[Stored data entries]
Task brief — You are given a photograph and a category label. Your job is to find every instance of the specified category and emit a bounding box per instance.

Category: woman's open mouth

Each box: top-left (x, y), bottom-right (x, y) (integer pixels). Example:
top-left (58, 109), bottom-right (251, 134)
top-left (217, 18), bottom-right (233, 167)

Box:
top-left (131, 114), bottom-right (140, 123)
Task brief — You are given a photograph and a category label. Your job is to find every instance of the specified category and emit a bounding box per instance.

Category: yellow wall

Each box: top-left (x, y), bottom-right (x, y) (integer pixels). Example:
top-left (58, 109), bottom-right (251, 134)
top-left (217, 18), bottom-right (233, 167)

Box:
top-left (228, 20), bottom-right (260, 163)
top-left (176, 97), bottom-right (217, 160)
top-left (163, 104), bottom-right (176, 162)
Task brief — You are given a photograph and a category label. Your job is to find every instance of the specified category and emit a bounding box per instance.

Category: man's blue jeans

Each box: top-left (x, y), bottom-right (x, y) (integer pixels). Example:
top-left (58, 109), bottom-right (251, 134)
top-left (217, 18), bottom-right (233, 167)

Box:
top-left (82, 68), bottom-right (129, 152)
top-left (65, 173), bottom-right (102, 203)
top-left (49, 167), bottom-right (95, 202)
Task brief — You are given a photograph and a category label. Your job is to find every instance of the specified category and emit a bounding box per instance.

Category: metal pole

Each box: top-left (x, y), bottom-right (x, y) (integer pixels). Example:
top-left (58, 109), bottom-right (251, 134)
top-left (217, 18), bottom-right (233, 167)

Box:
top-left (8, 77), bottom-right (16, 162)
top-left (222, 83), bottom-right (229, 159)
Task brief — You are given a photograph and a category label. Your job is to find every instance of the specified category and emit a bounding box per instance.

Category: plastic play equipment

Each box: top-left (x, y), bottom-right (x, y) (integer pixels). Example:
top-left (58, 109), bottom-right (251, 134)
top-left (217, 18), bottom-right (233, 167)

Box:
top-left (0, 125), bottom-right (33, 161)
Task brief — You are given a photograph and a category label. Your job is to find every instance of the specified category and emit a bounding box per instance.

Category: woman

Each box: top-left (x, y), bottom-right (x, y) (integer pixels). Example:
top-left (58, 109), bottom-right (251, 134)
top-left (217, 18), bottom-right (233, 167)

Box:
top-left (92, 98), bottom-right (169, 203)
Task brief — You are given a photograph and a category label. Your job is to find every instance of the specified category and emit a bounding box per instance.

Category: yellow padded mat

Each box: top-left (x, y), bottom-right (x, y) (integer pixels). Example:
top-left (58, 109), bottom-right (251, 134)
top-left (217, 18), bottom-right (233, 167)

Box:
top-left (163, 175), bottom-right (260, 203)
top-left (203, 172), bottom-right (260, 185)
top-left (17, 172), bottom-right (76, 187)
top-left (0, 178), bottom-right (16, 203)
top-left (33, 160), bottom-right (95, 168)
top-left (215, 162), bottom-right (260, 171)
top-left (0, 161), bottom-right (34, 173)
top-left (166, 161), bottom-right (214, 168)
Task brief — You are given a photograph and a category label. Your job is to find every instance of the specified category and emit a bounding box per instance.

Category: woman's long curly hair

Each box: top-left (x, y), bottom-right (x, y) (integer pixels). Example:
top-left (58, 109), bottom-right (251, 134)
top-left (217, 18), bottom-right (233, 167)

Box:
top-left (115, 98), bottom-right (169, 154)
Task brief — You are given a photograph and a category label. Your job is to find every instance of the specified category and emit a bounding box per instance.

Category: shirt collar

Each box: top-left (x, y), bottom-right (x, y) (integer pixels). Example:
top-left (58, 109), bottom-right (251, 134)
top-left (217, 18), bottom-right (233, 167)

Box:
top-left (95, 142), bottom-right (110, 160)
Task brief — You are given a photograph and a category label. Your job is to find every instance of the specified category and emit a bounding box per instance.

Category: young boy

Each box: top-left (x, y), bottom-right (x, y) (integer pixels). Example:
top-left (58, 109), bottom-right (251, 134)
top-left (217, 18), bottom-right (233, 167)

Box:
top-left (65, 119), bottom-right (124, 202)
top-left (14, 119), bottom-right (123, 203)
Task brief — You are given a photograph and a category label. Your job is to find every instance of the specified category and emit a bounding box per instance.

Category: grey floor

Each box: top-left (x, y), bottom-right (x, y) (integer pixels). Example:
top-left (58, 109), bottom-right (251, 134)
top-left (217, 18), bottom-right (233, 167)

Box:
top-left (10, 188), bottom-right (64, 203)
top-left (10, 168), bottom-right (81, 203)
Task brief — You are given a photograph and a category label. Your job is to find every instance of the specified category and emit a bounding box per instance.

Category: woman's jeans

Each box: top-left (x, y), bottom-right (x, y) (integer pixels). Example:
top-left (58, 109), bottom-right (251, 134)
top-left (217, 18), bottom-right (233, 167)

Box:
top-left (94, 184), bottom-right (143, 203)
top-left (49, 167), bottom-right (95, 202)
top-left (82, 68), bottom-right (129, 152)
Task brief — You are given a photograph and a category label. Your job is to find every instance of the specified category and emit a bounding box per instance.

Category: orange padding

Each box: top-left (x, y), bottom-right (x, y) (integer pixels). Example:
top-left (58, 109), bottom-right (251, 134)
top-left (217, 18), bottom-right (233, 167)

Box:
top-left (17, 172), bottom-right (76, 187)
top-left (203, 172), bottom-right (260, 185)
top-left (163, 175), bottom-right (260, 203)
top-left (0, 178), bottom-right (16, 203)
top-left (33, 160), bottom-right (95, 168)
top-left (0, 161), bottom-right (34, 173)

[Exercise prompt]
Repeat each line above exactly as it stands.

[Written response]
Task brief — You are given a photograph and a category label. Your job is to find every instance of the specified category and emit a bounding box per instance.

Category: woman's open mouth

Each box: top-left (x, y), bottom-right (x, y) (integer pixels). Example:
top-left (58, 109), bottom-right (251, 134)
top-left (217, 18), bottom-right (233, 167)

Box:
top-left (131, 114), bottom-right (140, 123)
Task brief — You are given a photograph and a category label. Your job is to find every instance of the specified category and emit a bounding box per instance.

Category: yellow wall

Each box: top-left (x, y), bottom-right (x, y) (integer pixels). Example:
top-left (58, 109), bottom-right (251, 134)
top-left (217, 18), bottom-right (233, 167)

Box:
top-left (228, 20), bottom-right (260, 163)
top-left (176, 97), bottom-right (217, 160)
top-left (163, 104), bottom-right (176, 162)
Task brief — You are given a photograph and a category label. Your job is to find every instance of the specified category and emit a bounding box per instance.

Category: man's blue jeans

Each box: top-left (x, y), bottom-right (x, y) (integer pixels). Example:
top-left (58, 109), bottom-right (251, 134)
top-left (217, 18), bottom-right (233, 167)

Box:
top-left (82, 68), bottom-right (129, 152)
top-left (65, 173), bottom-right (102, 203)
top-left (49, 167), bottom-right (95, 202)
Task brief — You are given a photograph and a category label. Your job is to find every instance of the specified category and emit a bounding box per instance.

Category: metal pole

Each box: top-left (x, y), bottom-right (x, y) (integer pixels). Example:
top-left (58, 109), bottom-right (251, 134)
top-left (217, 18), bottom-right (233, 167)

Box:
top-left (8, 77), bottom-right (16, 162)
top-left (222, 83), bottom-right (229, 159)
Task brief — You are given a photograph and a category label. Your job is to find every instance of the specified category and emit a bounding box per instance.

Category: plastic play equipment

Each box: top-left (x, y), bottom-right (x, y) (integer pixels). Example:
top-left (58, 109), bottom-right (251, 134)
top-left (217, 18), bottom-right (233, 167)

Box:
top-left (0, 125), bottom-right (33, 161)
Task brief — You are given a photograph and a category label. Your job is to find every instance of the specified category and emit a bounding box per instance.

Category: woman

Each box: top-left (x, y), bottom-right (x, y) (integer pixels). Example:
top-left (58, 109), bottom-right (251, 134)
top-left (217, 18), bottom-right (233, 167)

Box:
top-left (92, 98), bottom-right (169, 203)
Task brief — You are given a photograph and a category label. Your job is to find every instance of the specified category and emit a bounding box per instance.

Category: yellow padded mat

Each box: top-left (x, y), bottom-right (x, y) (integer pixels). Example:
top-left (58, 109), bottom-right (251, 134)
top-left (217, 18), bottom-right (233, 167)

Box:
top-left (163, 175), bottom-right (260, 203)
top-left (203, 172), bottom-right (260, 185)
top-left (17, 172), bottom-right (76, 187)
top-left (0, 178), bottom-right (16, 203)
top-left (33, 160), bottom-right (95, 168)
top-left (215, 162), bottom-right (260, 171)
top-left (0, 161), bottom-right (34, 173)
top-left (166, 161), bottom-right (214, 168)
Task brief — You are given a photograph and a category label. Your job is to find every instance of the specified category and emit a bounding box per instance.

Category: woman's long curly hair

Each box: top-left (x, y), bottom-right (x, y) (integer pixels). Example:
top-left (58, 109), bottom-right (251, 134)
top-left (217, 18), bottom-right (233, 167)

Box:
top-left (115, 98), bottom-right (169, 154)
Task brief — You are given a photograph and a category label. Your job is to find every instance of the specified category and emit a bounding box per instance.

Category: shirt collar

Each box: top-left (x, y), bottom-right (x, y) (integer pixels). Example:
top-left (58, 109), bottom-right (251, 134)
top-left (217, 18), bottom-right (233, 167)

Box:
top-left (95, 142), bottom-right (110, 160)
Task brief — You are given a photograph and a category label. Your job is to find every instance of the specified category and emit a bounding box per instance.

Category: young boy

Each box: top-left (x, y), bottom-right (x, y) (integer pixels). Example:
top-left (58, 109), bottom-right (251, 134)
top-left (217, 18), bottom-right (233, 167)

Box:
top-left (65, 119), bottom-right (124, 202)
top-left (14, 119), bottom-right (123, 203)
Task brief — You are given a photograph and a category label. Your job is to find every instance of the specified category and emit a bounding box per instance.

Category: grey floor

Each box: top-left (x, y), bottom-right (x, y) (integer pixels). Example:
top-left (58, 109), bottom-right (251, 134)
top-left (217, 18), bottom-right (233, 167)

Box:
top-left (10, 188), bottom-right (64, 203)
top-left (10, 168), bottom-right (81, 203)
Task brief — You are given a photograph and a category label. Your job is to find every instance of the specified category and emit a bounding box per instance.

Category: woman's jeans

Each box: top-left (x, y), bottom-right (x, y) (integer pixels). Example:
top-left (58, 109), bottom-right (251, 134)
top-left (217, 18), bottom-right (233, 167)

Box:
top-left (94, 184), bottom-right (143, 203)
top-left (49, 167), bottom-right (95, 202)
top-left (82, 68), bottom-right (129, 152)
Task brief — You are given a photograph and a category label. Your job is to find every instance of the specified category and emit a bounding box per instance.

Category: orange padding

Each box: top-left (x, y), bottom-right (x, y) (integer pixels). Example:
top-left (58, 109), bottom-right (251, 134)
top-left (217, 18), bottom-right (233, 167)

Box:
top-left (17, 172), bottom-right (76, 187)
top-left (203, 172), bottom-right (260, 185)
top-left (163, 175), bottom-right (260, 203)
top-left (0, 178), bottom-right (16, 203)
top-left (33, 160), bottom-right (95, 168)
top-left (0, 161), bottom-right (34, 173)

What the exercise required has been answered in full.